### Input records

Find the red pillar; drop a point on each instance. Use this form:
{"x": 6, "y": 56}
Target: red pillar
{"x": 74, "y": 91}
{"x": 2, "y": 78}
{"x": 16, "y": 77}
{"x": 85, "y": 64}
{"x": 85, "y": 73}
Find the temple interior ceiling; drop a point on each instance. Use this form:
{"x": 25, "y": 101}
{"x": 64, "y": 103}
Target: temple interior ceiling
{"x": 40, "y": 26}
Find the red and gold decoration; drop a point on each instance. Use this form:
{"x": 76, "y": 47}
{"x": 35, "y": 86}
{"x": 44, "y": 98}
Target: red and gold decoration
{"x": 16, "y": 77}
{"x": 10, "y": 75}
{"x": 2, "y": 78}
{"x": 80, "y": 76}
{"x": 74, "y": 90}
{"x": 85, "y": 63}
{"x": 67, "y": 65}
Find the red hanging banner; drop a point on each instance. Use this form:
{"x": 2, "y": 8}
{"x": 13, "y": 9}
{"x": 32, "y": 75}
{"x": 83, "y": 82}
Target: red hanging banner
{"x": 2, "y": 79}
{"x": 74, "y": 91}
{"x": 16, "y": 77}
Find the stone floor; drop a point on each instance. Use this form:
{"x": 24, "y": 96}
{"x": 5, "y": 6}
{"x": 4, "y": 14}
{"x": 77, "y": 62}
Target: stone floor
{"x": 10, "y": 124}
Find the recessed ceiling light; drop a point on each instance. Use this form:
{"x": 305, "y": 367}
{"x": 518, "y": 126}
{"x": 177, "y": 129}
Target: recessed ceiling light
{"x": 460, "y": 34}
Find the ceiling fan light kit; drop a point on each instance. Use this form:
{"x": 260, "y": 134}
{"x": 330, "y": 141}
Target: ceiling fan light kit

######

▶ **Task**
Every line from the one containing "Find the temple" through the last line of the entries must be written out verbatim, and no other line.

▶ **Task solution**
Find the temple interior ceiling; drop a point on each instance. Use this form:
{"x": 25, "y": 101}
{"x": 64, "y": 103}
Target: temple interior ceiling
{"x": 40, "y": 26}
Find the red and gold decoration; drop a point on each instance. Use this form:
{"x": 76, "y": 47}
{"x": 35, "y": 86}
{"x": 44, "y": 98}
Target: red and gold decoration
{"x": 16, "y": 77}
{"x": 10, "y": 75}
{"x": 2, "y": 78}
{"x": 80, "y": 76}
{"x": 74, "y": 90}
{"x": 85, "y": 63}
{"x": 67, "y": 65}
Find the red hanging banner; drop a point on each instance. Use this form:
{"x": 2, "y": 8}
{"x": 13, "y": 9}
{"x": 32, "y": 75}
{"x": 83, "y": 82}
Target: red hanging banner
{"x": 2, "y": 79}
{"x": 74, "y": 91}
{"x": 16, "y": 77}
Find the stone floor; drop a point on each instance. Use this form:
{"x": 24, "y": 96}
{"x": 5, "y": 6}
{"x": 4, "y": 14}
{"x": 77, "y": 62}
Target: stone floor
{"x": 10, "y": 124}
Find the recessed ceiling light; drop a point on each instance. Use this form:
{"x": 305, "y": 367}
{"x": 518, "y": 126}
{"x": 177, "y": 129}
Target: recessed ceiling light
{"x": 460, "y": 34}
Find the ceiling fan light kit; drop a point on each instance. Use this form:
{"x": 260, "y": 134}
{"x": 330, "y": 141}
Target: ceiling fan light kit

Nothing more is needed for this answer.